((

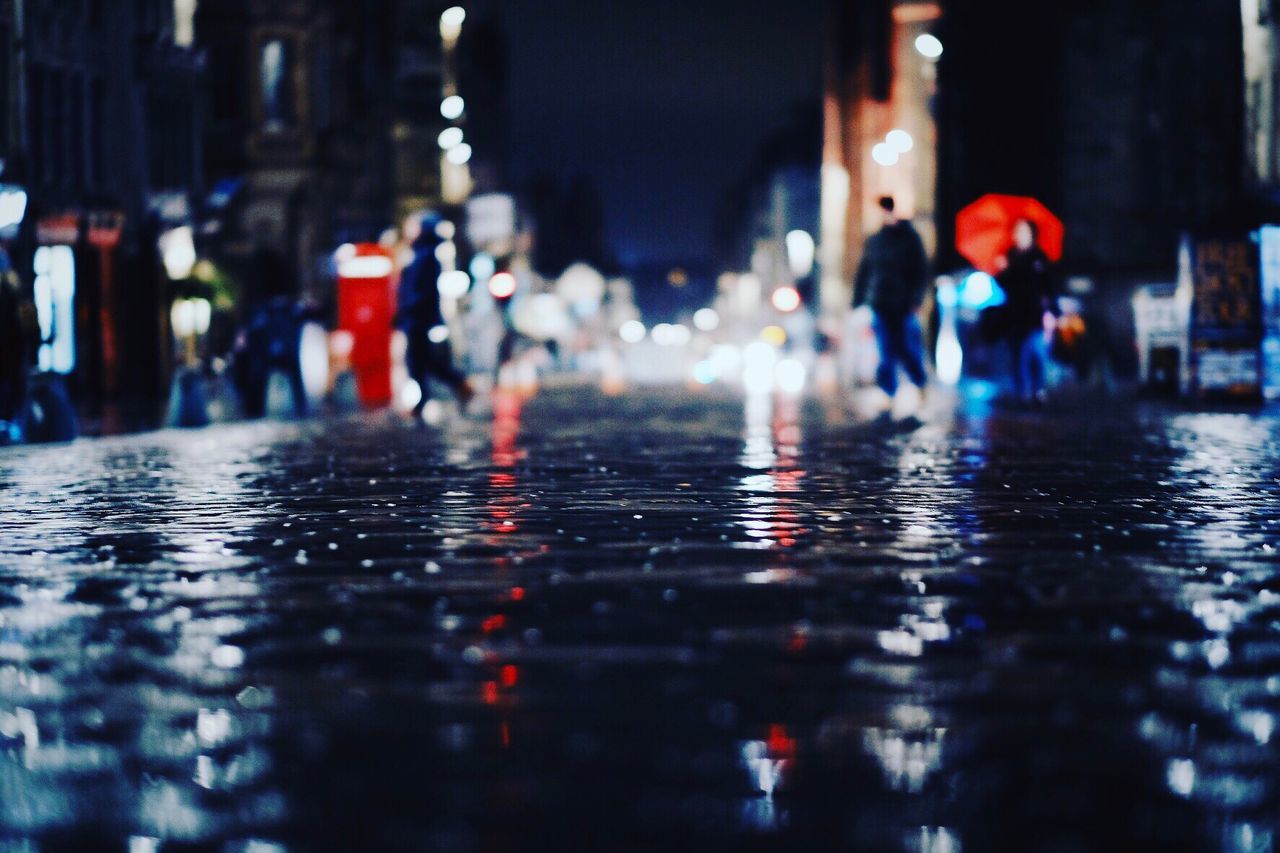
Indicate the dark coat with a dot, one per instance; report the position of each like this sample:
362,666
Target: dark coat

))
((

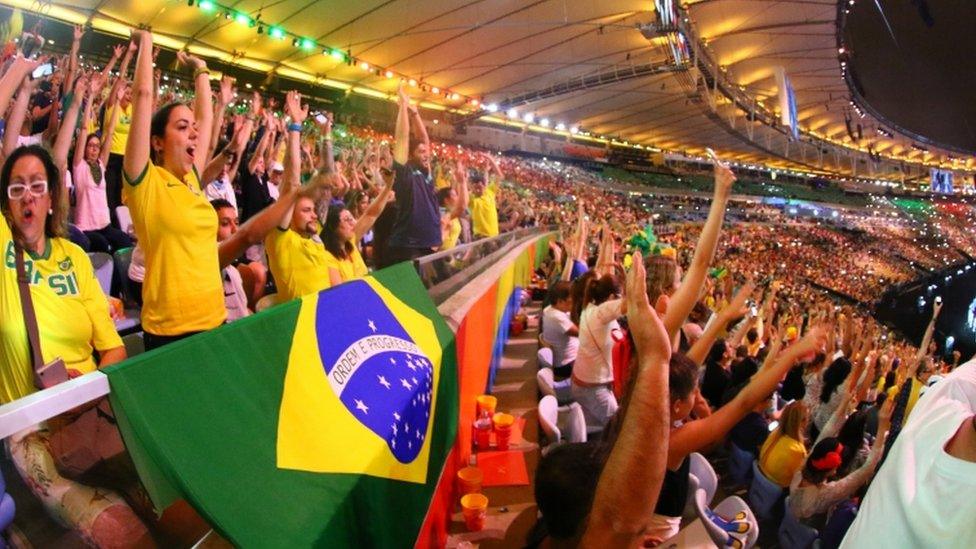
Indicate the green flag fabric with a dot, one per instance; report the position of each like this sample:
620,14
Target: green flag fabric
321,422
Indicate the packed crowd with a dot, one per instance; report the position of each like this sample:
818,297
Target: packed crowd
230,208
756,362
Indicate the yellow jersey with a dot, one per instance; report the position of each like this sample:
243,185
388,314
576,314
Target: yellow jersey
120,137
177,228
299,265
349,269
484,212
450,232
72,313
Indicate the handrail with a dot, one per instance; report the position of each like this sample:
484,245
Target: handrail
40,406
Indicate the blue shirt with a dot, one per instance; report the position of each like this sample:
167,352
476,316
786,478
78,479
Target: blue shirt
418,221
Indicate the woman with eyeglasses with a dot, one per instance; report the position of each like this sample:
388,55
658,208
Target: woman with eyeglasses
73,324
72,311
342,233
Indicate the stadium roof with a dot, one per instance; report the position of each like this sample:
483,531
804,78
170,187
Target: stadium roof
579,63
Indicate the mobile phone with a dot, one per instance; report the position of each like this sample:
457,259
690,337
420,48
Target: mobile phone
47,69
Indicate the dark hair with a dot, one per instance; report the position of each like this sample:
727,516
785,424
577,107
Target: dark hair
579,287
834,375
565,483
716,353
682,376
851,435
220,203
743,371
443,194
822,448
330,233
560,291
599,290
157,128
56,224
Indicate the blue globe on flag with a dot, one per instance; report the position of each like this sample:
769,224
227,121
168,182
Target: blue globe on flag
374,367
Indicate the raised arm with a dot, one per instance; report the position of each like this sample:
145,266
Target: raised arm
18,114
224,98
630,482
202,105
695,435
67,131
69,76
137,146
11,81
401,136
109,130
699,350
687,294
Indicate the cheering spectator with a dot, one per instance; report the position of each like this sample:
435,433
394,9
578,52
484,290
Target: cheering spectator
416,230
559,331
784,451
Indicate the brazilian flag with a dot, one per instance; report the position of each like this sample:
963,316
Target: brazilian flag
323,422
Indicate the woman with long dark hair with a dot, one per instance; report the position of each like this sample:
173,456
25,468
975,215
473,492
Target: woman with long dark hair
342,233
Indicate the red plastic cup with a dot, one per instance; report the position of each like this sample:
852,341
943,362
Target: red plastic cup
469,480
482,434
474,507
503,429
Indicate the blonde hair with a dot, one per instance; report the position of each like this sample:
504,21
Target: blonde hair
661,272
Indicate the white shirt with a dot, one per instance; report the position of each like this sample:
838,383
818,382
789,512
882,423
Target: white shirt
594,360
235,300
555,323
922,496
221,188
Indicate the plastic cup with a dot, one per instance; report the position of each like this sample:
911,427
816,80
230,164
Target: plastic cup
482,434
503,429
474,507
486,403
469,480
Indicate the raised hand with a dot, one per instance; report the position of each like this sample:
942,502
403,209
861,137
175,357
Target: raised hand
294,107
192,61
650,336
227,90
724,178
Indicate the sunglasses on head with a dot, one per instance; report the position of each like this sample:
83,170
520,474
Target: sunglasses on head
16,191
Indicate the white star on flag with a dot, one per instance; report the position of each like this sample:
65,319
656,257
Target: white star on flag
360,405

))
((

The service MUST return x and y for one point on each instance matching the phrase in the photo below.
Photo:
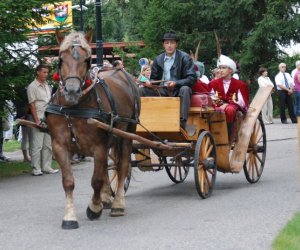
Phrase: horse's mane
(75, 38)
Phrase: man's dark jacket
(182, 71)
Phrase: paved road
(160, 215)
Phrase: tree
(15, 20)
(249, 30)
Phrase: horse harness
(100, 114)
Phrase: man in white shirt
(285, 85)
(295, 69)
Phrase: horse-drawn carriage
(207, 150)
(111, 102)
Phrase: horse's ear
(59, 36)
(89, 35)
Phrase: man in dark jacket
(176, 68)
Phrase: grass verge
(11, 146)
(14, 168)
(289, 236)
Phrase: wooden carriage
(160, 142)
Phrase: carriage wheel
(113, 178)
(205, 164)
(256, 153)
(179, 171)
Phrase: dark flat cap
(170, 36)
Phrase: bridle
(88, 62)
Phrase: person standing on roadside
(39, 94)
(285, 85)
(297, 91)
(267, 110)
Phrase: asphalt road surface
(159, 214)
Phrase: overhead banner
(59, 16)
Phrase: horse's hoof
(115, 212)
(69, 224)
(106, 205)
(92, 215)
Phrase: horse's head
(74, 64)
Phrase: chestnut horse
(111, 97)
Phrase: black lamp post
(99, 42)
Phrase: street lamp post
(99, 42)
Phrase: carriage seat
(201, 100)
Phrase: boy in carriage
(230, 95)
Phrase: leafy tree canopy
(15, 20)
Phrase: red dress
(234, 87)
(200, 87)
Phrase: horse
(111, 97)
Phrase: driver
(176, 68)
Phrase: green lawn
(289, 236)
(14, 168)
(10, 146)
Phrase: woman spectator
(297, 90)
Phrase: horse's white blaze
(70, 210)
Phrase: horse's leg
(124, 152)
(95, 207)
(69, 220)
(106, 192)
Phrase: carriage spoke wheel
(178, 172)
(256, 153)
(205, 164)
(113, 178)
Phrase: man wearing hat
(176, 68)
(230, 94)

))

**What the exercise asks:**
Using the material above, transcribe exactly the lines from the line with "Indicate the dark coat" to the line with "Target: dark coat"; both count, and nothing else goes in.

**Response below:**
Indicate the dark coat with a dot, one per instance; report the position of each like this sample:
362,666
Target: dark coat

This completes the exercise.